§ **Given entries**

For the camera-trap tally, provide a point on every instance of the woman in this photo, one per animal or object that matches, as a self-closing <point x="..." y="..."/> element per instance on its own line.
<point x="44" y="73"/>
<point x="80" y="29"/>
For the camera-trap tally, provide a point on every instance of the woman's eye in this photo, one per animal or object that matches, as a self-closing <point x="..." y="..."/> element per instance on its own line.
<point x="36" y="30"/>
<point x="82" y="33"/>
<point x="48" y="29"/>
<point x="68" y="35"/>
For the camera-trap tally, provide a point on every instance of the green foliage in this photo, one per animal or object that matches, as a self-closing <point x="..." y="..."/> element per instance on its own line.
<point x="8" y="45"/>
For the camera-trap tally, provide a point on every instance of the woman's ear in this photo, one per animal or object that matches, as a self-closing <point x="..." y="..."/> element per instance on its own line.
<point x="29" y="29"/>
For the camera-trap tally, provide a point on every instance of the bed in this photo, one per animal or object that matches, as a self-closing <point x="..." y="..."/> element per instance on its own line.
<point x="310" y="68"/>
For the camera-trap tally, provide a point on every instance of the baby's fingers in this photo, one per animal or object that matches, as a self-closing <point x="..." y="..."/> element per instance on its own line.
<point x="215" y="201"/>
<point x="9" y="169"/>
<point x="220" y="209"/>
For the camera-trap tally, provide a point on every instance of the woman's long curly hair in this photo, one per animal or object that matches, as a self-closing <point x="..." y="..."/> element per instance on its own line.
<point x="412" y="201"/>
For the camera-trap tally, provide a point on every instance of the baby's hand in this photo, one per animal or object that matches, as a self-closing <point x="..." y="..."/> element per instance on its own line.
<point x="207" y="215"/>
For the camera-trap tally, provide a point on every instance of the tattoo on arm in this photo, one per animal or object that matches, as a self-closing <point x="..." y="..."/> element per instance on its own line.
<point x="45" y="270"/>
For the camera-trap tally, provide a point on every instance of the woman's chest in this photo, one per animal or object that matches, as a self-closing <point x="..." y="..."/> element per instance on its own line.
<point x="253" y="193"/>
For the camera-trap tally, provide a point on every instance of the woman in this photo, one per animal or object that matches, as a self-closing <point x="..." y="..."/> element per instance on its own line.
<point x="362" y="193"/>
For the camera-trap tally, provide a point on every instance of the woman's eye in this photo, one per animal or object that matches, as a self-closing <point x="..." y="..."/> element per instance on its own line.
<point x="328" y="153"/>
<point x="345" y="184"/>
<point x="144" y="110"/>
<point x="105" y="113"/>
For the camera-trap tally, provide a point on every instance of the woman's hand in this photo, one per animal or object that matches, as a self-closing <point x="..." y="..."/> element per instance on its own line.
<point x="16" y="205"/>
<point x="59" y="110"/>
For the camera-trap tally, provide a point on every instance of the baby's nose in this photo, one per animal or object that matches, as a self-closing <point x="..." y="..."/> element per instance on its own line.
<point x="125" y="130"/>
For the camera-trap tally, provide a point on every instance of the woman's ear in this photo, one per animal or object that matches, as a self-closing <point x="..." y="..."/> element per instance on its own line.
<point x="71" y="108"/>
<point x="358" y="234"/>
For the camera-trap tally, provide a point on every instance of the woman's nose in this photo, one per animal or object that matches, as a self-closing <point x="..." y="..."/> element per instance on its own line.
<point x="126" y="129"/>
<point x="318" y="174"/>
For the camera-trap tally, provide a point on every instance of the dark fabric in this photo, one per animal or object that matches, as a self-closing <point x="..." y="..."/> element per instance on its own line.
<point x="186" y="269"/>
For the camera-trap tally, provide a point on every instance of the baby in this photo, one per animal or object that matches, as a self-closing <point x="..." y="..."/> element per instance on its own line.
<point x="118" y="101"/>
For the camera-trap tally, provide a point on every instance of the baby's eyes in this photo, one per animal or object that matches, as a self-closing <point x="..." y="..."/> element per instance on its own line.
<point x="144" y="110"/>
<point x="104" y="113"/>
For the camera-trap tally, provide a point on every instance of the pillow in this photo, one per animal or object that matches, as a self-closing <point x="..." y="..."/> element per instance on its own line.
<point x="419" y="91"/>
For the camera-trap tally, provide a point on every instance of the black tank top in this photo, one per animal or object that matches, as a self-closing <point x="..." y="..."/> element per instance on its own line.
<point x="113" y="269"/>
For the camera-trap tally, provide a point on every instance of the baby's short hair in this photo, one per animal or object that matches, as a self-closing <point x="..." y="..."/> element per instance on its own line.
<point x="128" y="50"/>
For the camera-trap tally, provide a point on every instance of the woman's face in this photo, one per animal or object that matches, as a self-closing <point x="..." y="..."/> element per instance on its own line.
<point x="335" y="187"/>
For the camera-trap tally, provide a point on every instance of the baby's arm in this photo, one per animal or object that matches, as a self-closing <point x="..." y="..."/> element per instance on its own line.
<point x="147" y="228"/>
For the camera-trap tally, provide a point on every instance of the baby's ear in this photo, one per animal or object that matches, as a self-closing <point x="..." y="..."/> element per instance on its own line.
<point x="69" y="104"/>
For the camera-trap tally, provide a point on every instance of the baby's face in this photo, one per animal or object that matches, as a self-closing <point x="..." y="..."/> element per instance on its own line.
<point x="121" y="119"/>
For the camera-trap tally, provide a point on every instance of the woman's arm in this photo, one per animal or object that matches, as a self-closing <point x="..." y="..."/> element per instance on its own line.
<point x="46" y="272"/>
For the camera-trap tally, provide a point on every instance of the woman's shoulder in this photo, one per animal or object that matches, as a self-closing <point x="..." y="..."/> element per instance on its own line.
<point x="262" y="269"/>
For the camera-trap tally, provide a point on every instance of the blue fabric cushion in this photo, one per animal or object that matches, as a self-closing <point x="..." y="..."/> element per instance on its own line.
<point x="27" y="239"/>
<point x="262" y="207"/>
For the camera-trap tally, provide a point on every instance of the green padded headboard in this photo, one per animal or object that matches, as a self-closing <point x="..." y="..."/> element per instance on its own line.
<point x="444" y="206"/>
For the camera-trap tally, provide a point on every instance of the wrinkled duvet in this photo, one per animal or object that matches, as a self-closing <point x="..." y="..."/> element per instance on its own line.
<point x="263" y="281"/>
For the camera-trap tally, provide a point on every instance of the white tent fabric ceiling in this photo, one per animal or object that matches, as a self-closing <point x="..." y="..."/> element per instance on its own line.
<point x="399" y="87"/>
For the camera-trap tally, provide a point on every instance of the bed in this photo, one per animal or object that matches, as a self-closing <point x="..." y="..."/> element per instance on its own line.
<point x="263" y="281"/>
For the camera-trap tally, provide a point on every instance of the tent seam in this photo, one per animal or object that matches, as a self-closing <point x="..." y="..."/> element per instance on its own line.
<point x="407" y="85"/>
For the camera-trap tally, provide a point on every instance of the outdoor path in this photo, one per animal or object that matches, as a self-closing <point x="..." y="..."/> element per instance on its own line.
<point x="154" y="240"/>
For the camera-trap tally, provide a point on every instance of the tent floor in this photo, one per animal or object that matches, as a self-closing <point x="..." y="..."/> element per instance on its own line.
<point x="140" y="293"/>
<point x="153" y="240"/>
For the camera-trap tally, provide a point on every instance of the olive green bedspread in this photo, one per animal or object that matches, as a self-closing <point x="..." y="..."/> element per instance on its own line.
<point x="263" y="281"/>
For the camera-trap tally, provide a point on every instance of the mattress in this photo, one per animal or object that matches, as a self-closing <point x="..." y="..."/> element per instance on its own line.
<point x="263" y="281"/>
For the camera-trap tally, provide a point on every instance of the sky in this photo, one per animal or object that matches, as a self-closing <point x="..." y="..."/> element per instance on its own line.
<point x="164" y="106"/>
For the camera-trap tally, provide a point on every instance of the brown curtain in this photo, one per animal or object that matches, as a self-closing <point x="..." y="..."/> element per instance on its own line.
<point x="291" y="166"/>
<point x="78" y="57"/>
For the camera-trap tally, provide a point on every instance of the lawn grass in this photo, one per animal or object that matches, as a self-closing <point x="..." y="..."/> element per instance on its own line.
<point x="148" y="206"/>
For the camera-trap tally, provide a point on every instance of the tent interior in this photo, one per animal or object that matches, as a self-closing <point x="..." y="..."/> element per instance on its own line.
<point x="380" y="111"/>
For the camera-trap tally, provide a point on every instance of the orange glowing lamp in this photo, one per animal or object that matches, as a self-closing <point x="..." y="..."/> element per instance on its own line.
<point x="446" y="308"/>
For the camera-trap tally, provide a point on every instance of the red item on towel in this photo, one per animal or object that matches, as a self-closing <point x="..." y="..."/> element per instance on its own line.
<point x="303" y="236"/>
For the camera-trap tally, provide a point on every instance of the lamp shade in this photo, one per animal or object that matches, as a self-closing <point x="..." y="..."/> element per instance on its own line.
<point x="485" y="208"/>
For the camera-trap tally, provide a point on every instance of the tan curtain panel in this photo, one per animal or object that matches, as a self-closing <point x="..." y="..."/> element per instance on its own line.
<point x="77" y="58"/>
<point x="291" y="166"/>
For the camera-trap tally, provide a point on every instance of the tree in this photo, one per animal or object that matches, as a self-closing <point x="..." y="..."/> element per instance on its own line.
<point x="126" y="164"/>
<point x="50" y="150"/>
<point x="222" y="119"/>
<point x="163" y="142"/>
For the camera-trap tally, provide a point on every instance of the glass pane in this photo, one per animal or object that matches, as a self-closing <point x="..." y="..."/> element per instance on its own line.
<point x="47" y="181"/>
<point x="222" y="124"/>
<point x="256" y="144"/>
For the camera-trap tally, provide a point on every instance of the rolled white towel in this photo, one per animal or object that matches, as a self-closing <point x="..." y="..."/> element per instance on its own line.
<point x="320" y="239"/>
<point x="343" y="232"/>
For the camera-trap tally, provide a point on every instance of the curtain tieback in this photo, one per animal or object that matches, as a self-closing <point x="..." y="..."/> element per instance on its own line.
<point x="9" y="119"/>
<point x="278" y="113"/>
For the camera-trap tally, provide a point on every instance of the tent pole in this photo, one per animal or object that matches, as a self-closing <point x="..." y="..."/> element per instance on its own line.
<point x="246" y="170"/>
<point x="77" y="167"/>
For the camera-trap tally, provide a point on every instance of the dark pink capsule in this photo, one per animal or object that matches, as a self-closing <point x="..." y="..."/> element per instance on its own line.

§ **Problem to work on**
The response should consist only of the lines running from the one that contains "of the curtain" through the end of the material, repeated exactly.

§ **Written response**
For the camera-trap tally, provide a point on every instance of the curtain tieback in this photo, one per animal or object that matches, as a self-closing <point x="..." y="..."/> element per instance on its own line.
<point x="9" y="119"/>
<point x="278" y="113"/>
For the camera-trap tally, provide a point on every instance of the tent pole in this photo, one per animal or object that matches, as a self-closing <point x="..." y="..."/> element per instance on its own line.
<point x="246" y="170"/>
<point x="77" y="167"/>
For the camera-trap tally, provide a point on every instance of the dark pink capsule in this photo, one per animal or object that matches, as a self-closing <point x="..." y="..."/> element per instance on its own line.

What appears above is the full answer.